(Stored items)
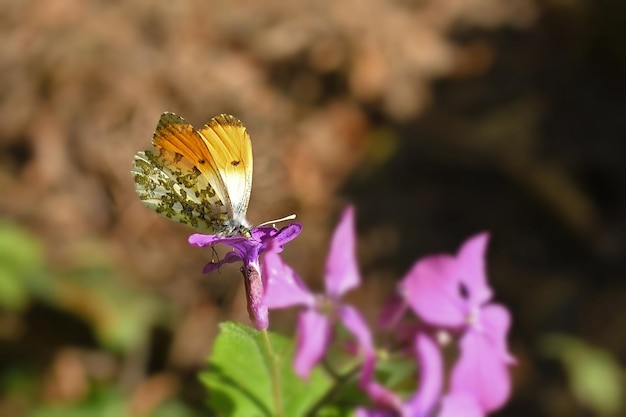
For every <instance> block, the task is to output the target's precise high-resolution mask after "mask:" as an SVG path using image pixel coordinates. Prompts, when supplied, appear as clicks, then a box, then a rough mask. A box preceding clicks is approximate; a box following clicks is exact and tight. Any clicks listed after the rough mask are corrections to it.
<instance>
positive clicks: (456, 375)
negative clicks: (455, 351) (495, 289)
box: [400, 233, 515, 412]
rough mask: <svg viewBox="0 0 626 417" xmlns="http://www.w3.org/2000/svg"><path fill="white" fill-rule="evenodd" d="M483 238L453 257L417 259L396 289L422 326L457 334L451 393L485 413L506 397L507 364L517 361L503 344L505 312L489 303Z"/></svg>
mask: <svg viewBox="0 0 626 417" xmlns="http://www.w3.org/2000/svg"><path fill="white" fill-rule="evenodd" d="M487 240H488V235H487V234H486V233H482V234H479V235H476V236H474V237H472V238H470V239H468V240H467V241H466V242H465V243H464V244H463V246H462V247H461V249H460V250H459V253H458V254H457V255H456V256H451V255H434V256H430V257H427V258H424V259H422V260H419V261H418V262H416V263H415V265H414V266H413V268H412V269H411V271H409V273H408V274H407V276H406V277H405V278H404V279H403V281H402V283H401V285H400V289H401V292H402V294H403V295H404V298H405V300H406V302H407V303H408V304H409V307H410V308H411V309H412V310H413V311H414V312H415V314H417V315H418V316H419V317H420V318H422V319H423V320H424V321H425V322H426V323H428V324H430V325H433V326H438V327H443V328H448V329H451V330H455V331H459V332H460V333H461V337H460V348H461V354H460V357H459V359H458V361H457V362H456V364H455V365H454V367H453V369H452V376H451V384H450V390H451V394H454V395H456V396H457V398H466V397H472V398H474V399H475V400H476V401H477V403H478V404H479V406H480V407H481V409H482V410H483V411H484V412H490V411H493V410H496V409H498V408H500V407H501V406H502V405H503V404H504V403H505V402H506V400H507V399H508V397H509V395H510V391H511V382H510V378H509V374H508V366H509V365H510V364H511V363H514V362H515V360H514V358H513V356H512V355H511V354H510V353H509V352H508V350H507V345H506V336H507V333H508V330H509V327H510V315H509V312H508V311H507V310H506V309H505V308H504V307H503V306H501V305H498V304H494V303H490V300H491V296H492V291H491V288H489V286H488V284H487V278H486V274H485V261H484V257H485V248H486V245H487ZM452 406H454V404H453V405H452Z"/></svg>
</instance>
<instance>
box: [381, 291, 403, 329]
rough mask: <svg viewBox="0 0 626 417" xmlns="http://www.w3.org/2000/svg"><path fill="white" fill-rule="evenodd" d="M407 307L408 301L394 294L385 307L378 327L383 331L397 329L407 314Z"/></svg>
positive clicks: (387, 301)
mask: <svg viewBox="0 0 626 417" xmlns="http://www.w3.org/2000/svg"><path fill="white" fill-rule="evenodd" d="M407 307H408V305H407V303H406V300H405V299H404V298H403V297H401V296H400V295H399V294H398V293H397V292H394V293H393V295H392V296H391V298H389V300H387V302H386V303H385V305H384V306H383V311H382V312H381V313H380V316H379V317H378V327H379V328H380V329H382V330H390V329H393V328H396V327H397V326H398V324H399V323H400V320H402V318H403V317H404V315H405V314H406V312H407Z"/></svg>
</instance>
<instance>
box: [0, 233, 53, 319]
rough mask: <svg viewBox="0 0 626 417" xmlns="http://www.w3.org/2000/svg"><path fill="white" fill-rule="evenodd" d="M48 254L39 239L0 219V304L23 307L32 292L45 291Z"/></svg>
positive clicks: (16, 308)
mask: <svg viewBox="0 0 626 417" xmlns="http://www.w3.org/2000/svg"><path fill="white" fill-rule="evenodd" d="M47 285H48V281H47V279H46V276H45V273H44V255H43V249H42V247H41V245H40V244H39V242H38V241H37V240H36V238H34V237H33V236H31V235H30V234H29V233H27V232H26V231H24V230H22V229H21V228H19V227H18V226H16V225H15V224H12V223H8V222H2V223H0V307H4V308H5V309H7V310H13V311H19V310H21V309H23V308H24V307H25V306H26V304H27V303H28V301H29V299H30V296H31V294H32V293H36V294H41V293H43V292H45V289H46V287H47Z"/></svg>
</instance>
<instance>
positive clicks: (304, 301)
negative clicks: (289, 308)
mask: <svg viewBox="0 0 626 417" xmlns="http://www.w3.org/2000/svg"><path fill="white" fill-rule="evenodd" d="M261 272H262V275H263V277H264V280H265V304H266V305H267V307H268V308H284V307H290V306H293V305H297V304H304V305H307V306H313V305H314V304H315V296H314V295H313V294H312V293H311V292H310V291H309V289H308V288H307V287H306V286H305V285H304V283H303V282H302V280H301V279H300V277H298V275H297V274H296V273H295V272H294V270H293V269H291V268H290V267H289V265H287V264H286V263H284V262H283V260H282V259H281V257H280V255H278V253H276V252H274V251H269V252H267V253H266V254H265V256H264V257H263V260H262V261H261Z"/></svg>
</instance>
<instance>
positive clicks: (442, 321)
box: [400, 255, 467, 327]
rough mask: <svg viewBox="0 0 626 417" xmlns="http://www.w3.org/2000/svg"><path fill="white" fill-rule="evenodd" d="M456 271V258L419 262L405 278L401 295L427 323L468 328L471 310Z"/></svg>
mask: <svg viewBox="0 0 626 417" xmlns="http://www.w3.org/2000/svg"><path fill="white" fill-rule="evenodd" d="M456 271H457V269H456V260H455V259H454V258H453V257H452V256H449V255H433V256H429V257H427V258H423V259H421V260H419V261H417V262H416V263H415V264H414V265H413V267H412V268H411V270H410V271H409V273H408V274H407V275H406V276H405V277H404V278H403V280H402V282H401V283H400V291H401V293H402V294H403V296H404V297H405V299H406V301H407V303H408V304H409V306H410V307H411V309H412V310H413V311H414V312H415V314H417V315H418V316H419V317H421V318H422V319H423V320H424V321H425V322H427V323H429V324H433V325H440V326H448V327H456V326H462V325H464V324H465V319H466V316H467V313H466V310H467V306H466V302H465V300H464V299H463V297H462V294H461V293H460V291H459V286H458V281H457V279H456V277H457V274H456Z"/></svg>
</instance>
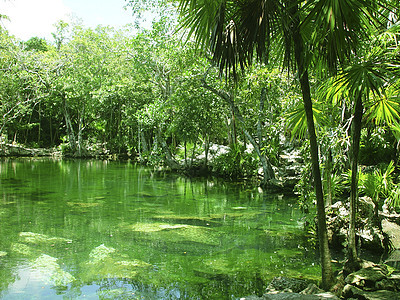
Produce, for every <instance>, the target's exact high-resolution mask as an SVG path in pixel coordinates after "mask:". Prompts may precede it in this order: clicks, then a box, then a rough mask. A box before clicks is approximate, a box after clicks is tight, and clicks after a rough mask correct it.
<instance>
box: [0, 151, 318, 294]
mask: <svg viewBox="0 0 400 300" xmlns="http://www.w3.org/2000/svg"><path fill="white" fill-rule="evenodd" d="M0 193H1V194H0V197H1V198H0V298H2V299H237V298H239V297H242V296H246V295H249V294H259V295H261V294H262V292H263V290H264V289H265V284H267V283H268V281H269V280H271V279H272V278H273V277H274V276H295V277H300V276H302V277H306V278H314V279H317V278H319V274H320V270H319V267H318V266H317V263H316V259H315V255H314V251H311V249H309V248H310V246H309V244H308V243H307V238H306V237H305V236H304V233H303V231H302V217H303V215H302V214H301V212H300V210H299V209H298V207H297V206H296V200H295V199H294V198H291V197H288V196H284V195H280V194H268V193H266V192H261V191H260V190H259V189H258V188H257V187H252V186H247V185H244V184H235V183H226V182H218V181H214V180H209V179H197V180H190V179H188V178H184V177H180V176H177V175H173V174H163V173H157V172H154V171H152V170H151V169H149V168H145V167H140V166H137V165H135V164H133V163H129V162H108V161H96V160H90V161H81V160H52V159H34V158H32V159H2V160H0Z"/></svg>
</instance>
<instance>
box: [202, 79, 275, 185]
mask: <svg viewBox="0 0 400 300" xmlns="http://www.w3.org/2000/svg"><path fill="white" fill-rule="evenodd" d="M206 76H207V73H206V74H205V75H204V78H203V81H202V82H203V87H204V88H206V89H207V90H209V91H211V92H212V93H214V94H215V95H217V96H219V97H221V98H222V99H223V100H224V101H226V103H228V104H229V105H230V107H231V110H232V114H233V115H235V116H236V119H237V120H238V121H239V122H240V123H241V124H242V125H243V127H242V130H243V133H244V134H245V136H246V137H247V139H248V140H249V142H250V143H251V145H252V146H253V147H254V150H255V151H256V153H257V155H258V158H259V159H260V162H261V165H262V168H263V172H264V181H263V185H267V184H269V183H270V182H271V180H273V179H275V172H274V170H273V168H272V165H271V162H270V160H269V159H268V157H267V156H266V155H263V153H261V149H260V146H259V144H258V143H257V142H256V141H255V139H254V138H253V137H252V136H251V134H250V133H249V132H248V131H247V130H246V128H245V122H244V119H243V117H242V115H241V113H240V111H239V109H238V108H237V106H236V105H235V103H234V101H233V99H232V96H231V95H230V94H228V93H226V92H225V91H221V90H217V89H215V88H214V87H212V86H210V85H208V84H207V82H206V79H205V78H206Z"/></svg>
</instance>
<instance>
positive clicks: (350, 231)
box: [347, 94, 363, 271]
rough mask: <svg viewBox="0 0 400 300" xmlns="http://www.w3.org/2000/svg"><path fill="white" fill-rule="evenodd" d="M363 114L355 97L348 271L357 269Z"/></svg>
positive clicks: (348, 236)
mask: <svg viewBox="0 0 400 300" xmlns="http://www.w3.org/2000/svg"><path fill="white" fill-rule="evenodd" d="M362 114H363V105H362V98H361V94H360V95H358V96H357V98H356V103H355V107H354V116H353V122H352V124H351V134H352V137H353V138H352V144H351V152H350V161H351V185H350V189H351V190H350V221H349V236H348V240H349V241H348V242H349V244H348V253H347V256H348V266H349V268H350V270H349V271H352V270H355V269H358V267H357V261H358V255H357V245H356V215H357V200H358V152H359V150H360V138H361V121H362Z"/></svg>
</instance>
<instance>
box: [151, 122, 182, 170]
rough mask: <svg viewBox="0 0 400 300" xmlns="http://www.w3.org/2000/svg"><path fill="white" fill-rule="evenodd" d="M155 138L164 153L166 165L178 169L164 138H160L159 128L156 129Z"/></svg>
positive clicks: (172, 167)
mask: <svg viewBox="0 0 400 300" xmlns="http://www.w3.org/2000/svg"><path fill="white" fill-rule="evenodd" d="M156 136H157V140H158V141H159V143H160V145H161V148H162V149H163V152H164V154H165V163H166V165H167V166H168V167H170V168H171V169H174V170H176V169H179V164H178V163H177V162H176V161H175V159H174V158H173V157H172V154H171V152H170V150H169V148H168V145H167V143H166V142H165V140H164V139H163V138H162V136H161V131H160V129H158V130H157V134H156Z"/></svg>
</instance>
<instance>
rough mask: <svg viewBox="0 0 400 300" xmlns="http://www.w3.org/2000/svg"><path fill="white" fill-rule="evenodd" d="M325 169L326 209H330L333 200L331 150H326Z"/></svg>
mask: <svg viewBox="0 0 400 300" xmlns="http://www.w3.org/2000/svg"><path fill="white" fill-rule="evenodd" d="M327 156H328V157H327V160H326V167H325V177H326V203H325V206H326V207H330V206H331V205H332V198H333V190H332V149H331V148H329V149H328V154H327Z"/></svg>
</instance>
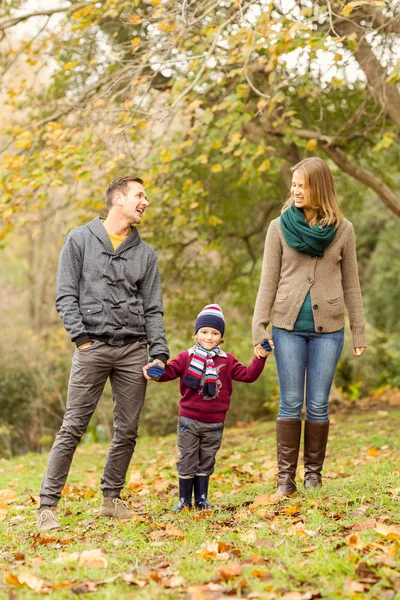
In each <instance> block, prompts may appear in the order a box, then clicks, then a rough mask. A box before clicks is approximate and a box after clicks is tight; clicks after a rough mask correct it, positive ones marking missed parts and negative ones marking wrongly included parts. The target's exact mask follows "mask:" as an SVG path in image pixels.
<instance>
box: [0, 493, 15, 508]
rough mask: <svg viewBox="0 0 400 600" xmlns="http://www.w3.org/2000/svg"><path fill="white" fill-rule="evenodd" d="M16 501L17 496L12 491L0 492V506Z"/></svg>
mask: <svg viewBox="0 0 400 600" xmlns="http://www.w3.org/2000/svg"><path fill="white" fill-rule="evenodd" d="M16 499H17V494H16V493H15V492H14V491H13V490H7V489H5V490H0V506H5V505H6V504H10V503H11V502H14V500H16Z"/></svg>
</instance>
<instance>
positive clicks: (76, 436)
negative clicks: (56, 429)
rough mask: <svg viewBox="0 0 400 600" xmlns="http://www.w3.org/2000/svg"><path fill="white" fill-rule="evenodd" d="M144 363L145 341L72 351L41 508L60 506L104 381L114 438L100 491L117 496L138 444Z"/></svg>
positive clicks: (49, 460)
mask: <svg viewBox="0 0 400 600" xmlns="http://www.w3.org/2000/svg"><path fill="white" fill-rule="evenodd" d="M147 360H148V359H147V342H146V341H145V340H141V341H138V342H134V343H132V344H127V345H126V346H110V345H109V344H105V343H104V342H99V341H97V340H96V341H94V343H93V344H92V346H90V347H87V348H84V349H82V350H78V349H76V350H75V353H74V356H73V358H72V368H71V374H70V379H69V386H68V399H67V408H66V411H65V414H64V419H63V422H62V425H61V429H60V431H59V432H58V434H57V437H56V439H55V441H54V444H53V447H52V449H51V451H50V456H49V461H48V465H47V470H46V473H45V476H44V478H43V481H42V485H41V488H40V503H41V504H46V505H49V506H55V505H56V504H57V502H58V501H59V499H60V497H61V491H62V489H63V487H64V485H65V482H66V480H67V476H68V472H69V469H70V466H71V462H72V457H73V455H74V452H75V449H76V447H77V445H78V444H79V442H80V440H81V437H82V435H83V434H84V433H85V431H86V429H87V427H88V425H89V421H90V419H91V416H92V415H93V413H94V411H95V408H96V406H97V403H98V401H99V398H100V396H101V394H102V392H103V389H104V386H105V383H106V381H107V379H108V377H110V382H111V387H112V393H113V401H114V437H113V440H112V442H111V446H110V449H109V452H108V456H107V460H106V464H105V467H104V473H103V477H102V478H101V483H100V488H101V490H102V492H103V494H104V496H109V497H118V496H119V494H120V491H121V489H122V488H123V487H124V484H125V477H126V472H127V470H128V467H129V463H130V460H131V458H132V454H133V451H134V449H135V445H136V438H137V430H138V422H139V417H140V411H141V409H142V406H143V402H144V397H145V393H146V380H145V378H144V376H143V372H142V368H143V367H144V366H145V364H146V363H147ZM93 459H94V460H96V457H95V456H94V457H93Z"/></svg>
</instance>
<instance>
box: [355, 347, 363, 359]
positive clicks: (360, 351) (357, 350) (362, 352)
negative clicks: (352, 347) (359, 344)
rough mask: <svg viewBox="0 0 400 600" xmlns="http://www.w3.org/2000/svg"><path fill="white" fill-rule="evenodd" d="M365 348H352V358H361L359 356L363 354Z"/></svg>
mask: <svg viewBox="0 0 400 600" xmlns="http://www.w3.org/2000/svg"><path fill="white" fill-rule="evenodd" d="M364 350H365V348H364V347H363V346H361V348H353V354H354V356H357V357H358V356H361V354H362V353H363V352H364Z"/></svg>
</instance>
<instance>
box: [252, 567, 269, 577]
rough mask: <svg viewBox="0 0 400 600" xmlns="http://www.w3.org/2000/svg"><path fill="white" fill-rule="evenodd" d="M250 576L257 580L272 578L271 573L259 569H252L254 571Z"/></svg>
mask: <svg viewBox="0 0 400 600" xmlns="http://www.w3.org/2000/svg"><path fill="white" fill-rule="evenodd" d="M251 576H252V577H257V578H258V579H271V578H272V575H271V573H268V571H261V570H259V569H254V571H252V572H251Z"/></svg>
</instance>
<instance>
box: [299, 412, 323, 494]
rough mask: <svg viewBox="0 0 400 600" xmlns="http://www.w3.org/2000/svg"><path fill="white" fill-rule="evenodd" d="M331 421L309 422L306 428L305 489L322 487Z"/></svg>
mask: <svg viewBox="0 0 400 600" xmlns="http://www.w3.org/2000/svg"><path fill="white" fill-rule="evenodd" d="M328 433H329V421H325V422H320V421H307V420H306V422H305V428H304V487H305V489H306V490H312V489H313V488H316V487H321V485H322V477H321V471H322V465H323V464H324V460H325V451H326V444H327V442H328Z"/></svg>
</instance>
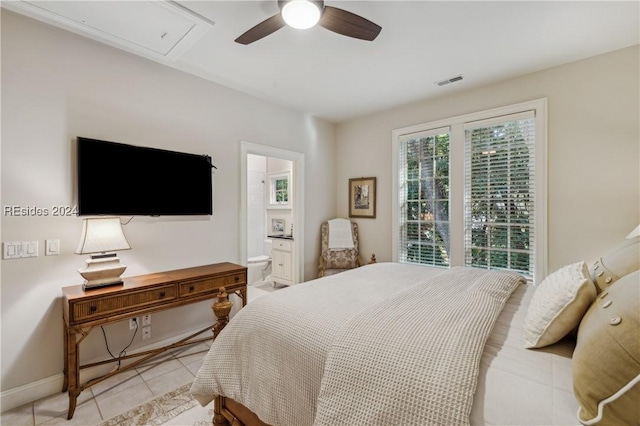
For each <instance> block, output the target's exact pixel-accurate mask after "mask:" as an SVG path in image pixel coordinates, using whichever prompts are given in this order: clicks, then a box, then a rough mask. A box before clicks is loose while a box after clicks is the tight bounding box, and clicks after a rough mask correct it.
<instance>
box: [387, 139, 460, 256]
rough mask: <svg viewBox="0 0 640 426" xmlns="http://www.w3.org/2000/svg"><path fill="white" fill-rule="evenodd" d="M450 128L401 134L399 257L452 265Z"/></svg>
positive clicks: (399, 205)
mask: <svg viewBox="0 0 640 426" xmlns="http://www.w3.org/2000/svg"><path fill="white" fill-rule="evenodd" d="M449 142H450V128H449V127H442V128H437V129H430V130H425V131H421V132H417V133H411V134H407V135H402V136H400V137H399V145H398V147H399V155H398V158H399V167H398V173H399V175H398V209H399V212H398V218H399V220H398V227H399V229H398V236H399V238H398V260H399V261H400V262H404V263H418V264H427V265H438V266H449V265H450V259H449V223H450V219H449Z"/></svg>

- Exercise instructions -
How many of the lines above contain the word "output"? Give only the number.

- Response to this exercise -
2